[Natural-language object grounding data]
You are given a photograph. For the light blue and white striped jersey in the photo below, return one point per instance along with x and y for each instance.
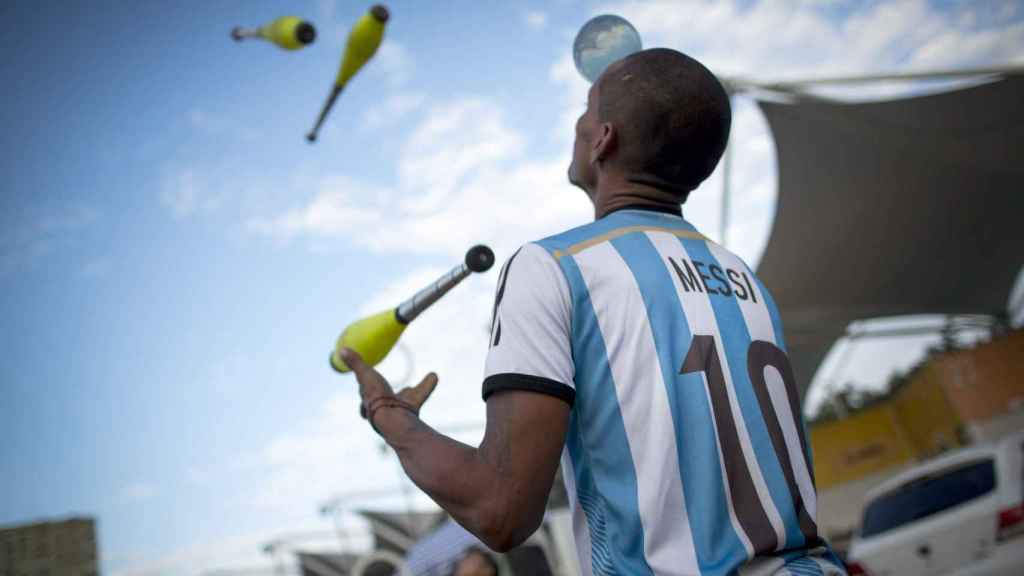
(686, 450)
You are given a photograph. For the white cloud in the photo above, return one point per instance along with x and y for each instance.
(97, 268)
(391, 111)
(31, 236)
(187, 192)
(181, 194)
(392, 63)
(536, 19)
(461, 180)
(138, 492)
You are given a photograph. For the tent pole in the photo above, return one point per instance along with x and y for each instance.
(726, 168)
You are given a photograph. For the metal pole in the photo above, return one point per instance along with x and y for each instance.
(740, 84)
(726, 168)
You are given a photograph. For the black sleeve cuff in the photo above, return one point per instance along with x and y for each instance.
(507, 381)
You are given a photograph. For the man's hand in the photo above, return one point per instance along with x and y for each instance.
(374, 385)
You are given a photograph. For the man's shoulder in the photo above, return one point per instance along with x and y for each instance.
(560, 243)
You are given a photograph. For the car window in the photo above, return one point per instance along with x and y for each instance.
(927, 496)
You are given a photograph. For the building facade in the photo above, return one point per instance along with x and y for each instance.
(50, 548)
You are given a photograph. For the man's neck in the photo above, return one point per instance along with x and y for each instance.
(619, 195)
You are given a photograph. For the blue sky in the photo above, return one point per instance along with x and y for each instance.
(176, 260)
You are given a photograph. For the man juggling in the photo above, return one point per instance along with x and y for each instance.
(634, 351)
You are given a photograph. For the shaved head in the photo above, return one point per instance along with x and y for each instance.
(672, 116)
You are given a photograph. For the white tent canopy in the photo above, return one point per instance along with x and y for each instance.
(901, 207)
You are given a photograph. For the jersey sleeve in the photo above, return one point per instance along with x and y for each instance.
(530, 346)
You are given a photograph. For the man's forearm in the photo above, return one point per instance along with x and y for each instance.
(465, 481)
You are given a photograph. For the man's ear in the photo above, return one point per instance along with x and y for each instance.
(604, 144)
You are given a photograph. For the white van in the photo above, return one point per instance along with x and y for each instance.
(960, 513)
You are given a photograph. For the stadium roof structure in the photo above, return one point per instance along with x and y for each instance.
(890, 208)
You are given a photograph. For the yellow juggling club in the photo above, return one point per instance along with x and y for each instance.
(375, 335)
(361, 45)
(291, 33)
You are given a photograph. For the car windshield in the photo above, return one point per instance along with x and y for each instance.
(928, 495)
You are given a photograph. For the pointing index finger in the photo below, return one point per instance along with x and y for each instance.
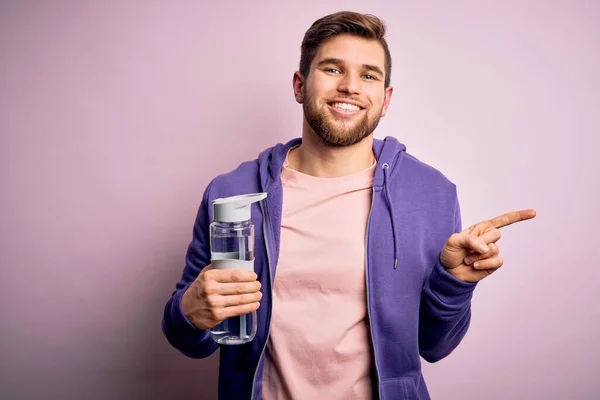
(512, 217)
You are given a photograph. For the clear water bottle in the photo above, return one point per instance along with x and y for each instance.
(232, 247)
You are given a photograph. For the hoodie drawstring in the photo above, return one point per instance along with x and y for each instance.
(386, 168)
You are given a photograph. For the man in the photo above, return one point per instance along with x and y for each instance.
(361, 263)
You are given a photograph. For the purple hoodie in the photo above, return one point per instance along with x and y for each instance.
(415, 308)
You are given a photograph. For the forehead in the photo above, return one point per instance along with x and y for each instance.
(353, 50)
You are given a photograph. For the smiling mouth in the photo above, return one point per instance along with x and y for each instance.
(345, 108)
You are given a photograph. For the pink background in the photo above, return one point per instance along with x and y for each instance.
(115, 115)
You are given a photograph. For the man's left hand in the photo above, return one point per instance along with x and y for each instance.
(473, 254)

Task requirements: Only the lines from the one holding "You are given a photograph. For the smiling" to the end of the entries above belong in the answer, each copied exactly.

Exercise response:
You are given a photograph. For the smiling mouth in the photo above, return one point per instance along with x and y for each instance.
(345, 108)
You are given a photograph. For the pink background in the photo above, return one point per instance along with x and y for each instance.
(115, 115)
You are given a photograph. For the man's left hand in the photo above, return one point per instance along with x and y for each instance.
(473, 254)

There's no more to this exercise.